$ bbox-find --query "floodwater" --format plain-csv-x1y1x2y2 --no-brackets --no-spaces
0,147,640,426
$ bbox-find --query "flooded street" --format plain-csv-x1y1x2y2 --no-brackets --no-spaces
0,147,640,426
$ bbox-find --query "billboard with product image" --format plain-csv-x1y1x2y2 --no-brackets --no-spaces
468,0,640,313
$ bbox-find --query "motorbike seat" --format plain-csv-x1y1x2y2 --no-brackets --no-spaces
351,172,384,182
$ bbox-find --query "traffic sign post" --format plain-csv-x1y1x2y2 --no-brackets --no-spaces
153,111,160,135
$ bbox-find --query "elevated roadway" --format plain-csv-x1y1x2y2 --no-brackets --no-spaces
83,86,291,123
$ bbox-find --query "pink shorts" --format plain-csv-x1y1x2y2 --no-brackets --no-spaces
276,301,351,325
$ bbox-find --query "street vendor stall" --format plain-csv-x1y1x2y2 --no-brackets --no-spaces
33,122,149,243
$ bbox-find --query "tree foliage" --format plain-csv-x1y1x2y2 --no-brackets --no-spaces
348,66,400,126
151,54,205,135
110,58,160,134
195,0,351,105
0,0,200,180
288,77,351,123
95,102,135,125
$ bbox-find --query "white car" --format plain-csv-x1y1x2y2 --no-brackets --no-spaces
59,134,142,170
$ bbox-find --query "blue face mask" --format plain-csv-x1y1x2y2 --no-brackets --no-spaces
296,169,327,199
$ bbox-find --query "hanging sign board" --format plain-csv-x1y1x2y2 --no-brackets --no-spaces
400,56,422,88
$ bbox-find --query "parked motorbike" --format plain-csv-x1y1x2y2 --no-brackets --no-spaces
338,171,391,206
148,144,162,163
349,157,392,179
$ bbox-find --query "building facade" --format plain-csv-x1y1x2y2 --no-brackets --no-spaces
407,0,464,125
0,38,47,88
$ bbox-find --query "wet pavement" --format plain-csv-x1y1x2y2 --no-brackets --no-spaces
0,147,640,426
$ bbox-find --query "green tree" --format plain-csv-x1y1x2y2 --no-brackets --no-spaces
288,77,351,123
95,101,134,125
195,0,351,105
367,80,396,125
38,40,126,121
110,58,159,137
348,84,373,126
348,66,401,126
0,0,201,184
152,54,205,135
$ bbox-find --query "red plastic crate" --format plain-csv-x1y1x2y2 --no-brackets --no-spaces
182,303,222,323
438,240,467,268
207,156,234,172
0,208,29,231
________
AIM OF THE EXERCISE ::
Print the lines above exactly as they appear, from the first line to the last.

RESULT OF THIS EXERCISE ::
$ bbox-find --query "floodwater" --format plain-csv-x1y1x2y2 --no-brackets --no-spaces
0,147,640,426
$ bbox-find --query "flooded street" --format plain-csv-x1y1x2y2 --no-brackets --no-spaces
0,147,640,426
$ bbox-find --query "billboard with product image" --format plain-csv-x1y1x2y2 --no-brackets --no-spaces
468,0,640,313
$ bbox-find --query "motorbike seat" --format plain-csv-x1y1x2y2 --no-brackets --no-spaces
351,172,384,182
$ bbox-find --query "traffic sign post" --format plain-csv-x1y1x2y2 --no-brackets --no-spaces
153,111,160,135
$ bbox-find --query "elevated roadway" --format plain-csv-x1y1x2y2 --no-brackets --no-spaces
83,86,291,123
$ bbox-find --query "pink shorts" --format plain-csv-x1y1x2y2 --no-brackets --no-spaces
276,301,351,325
$ bbox-find --query "street vendor stall" --format plain-csv-x1y1x2y2 --no-brackets --no-spaces
33,122,149,243
$ bbox-find --query "tree foliage" --format plain-csv-x1y1x2y2 --no-brackets --no-spaces
348,66,400,126
151,54,205,135
110,58,160,134
195,0,351,105
0,0,200,180
288,77,351,123
95,102,135,125
$ bbox-find --query "white car" --format plain-csv-x1y1x2y2 --no-brackets --no-spaces
59,134,142,170
$ bbox-find --query "blue face mask" --format plain-csv-x1y1x2y2 --no-brackets --no-spaces
296,169,327,199
$ bbox-find --query "hanging sign board" --format plain-csv-x1y1x2y2 --no-brackets --no-spaces
400,56,422,88
$ bbox-find --query "parked motorbike" --format plain-csv-x1y1x2y2 --no-brackets --no-spaces
338,171,391,206
148,144,162,163
349,157,392,179
$ bbox-find --query "building facade" --format plain-csv-x1y1x2y2 --no-brackets --no-spaces
407,0,464,125
0,38,47,88
$ bbox-find --query "wet pavement" --format plain-csv-x1y1x2y2 --no-brackets --no-spaces
0,147,640,426
$ bbox-find --query "green tree" --format plain-csv-x1y1x2y2 --no-brackets --no-spaces
288,77,351,123
95,101,134,125
195,0,351,105
367,80,396,125
38,40,126,121
110,58,159,137
348,84,373,126
348,66,401,126
0,0,201,184
152,54,205,135
$ bbox-find --query "red plastic crate" --format plain-csv-x1y1x2y2 --no-brackets --no-spaces
182,303,222,323
438,240,467,268
207,156,234,172
0,208,29,231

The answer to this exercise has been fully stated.